WHAT TO DO: Reproduce every row below word for word, leaving out the pictures.

RECORDS SHOWN:
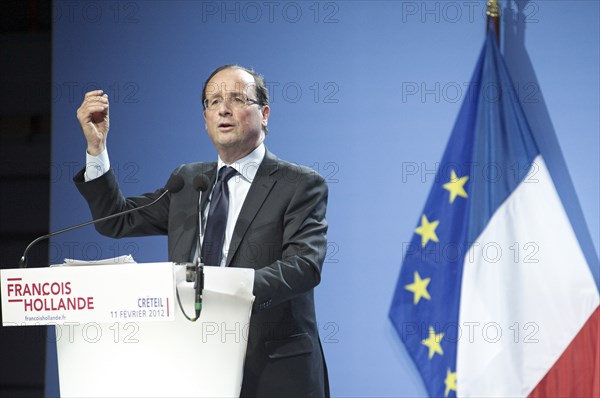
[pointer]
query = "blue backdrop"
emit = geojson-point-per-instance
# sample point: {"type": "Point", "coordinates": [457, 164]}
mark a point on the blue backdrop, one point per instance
{"type": "Point", "coordinates": [364, 92]}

REPLY TO THE TASK:
[pointer]
query = "blue backdrop"
emit = geojson-point-per-instance
# sample point: {"type": "Point", "coordinates": [457, 164]}
mark a point on the blue backdrop, one point per instance
{"type": "Point", "coordinates": [364, 92]}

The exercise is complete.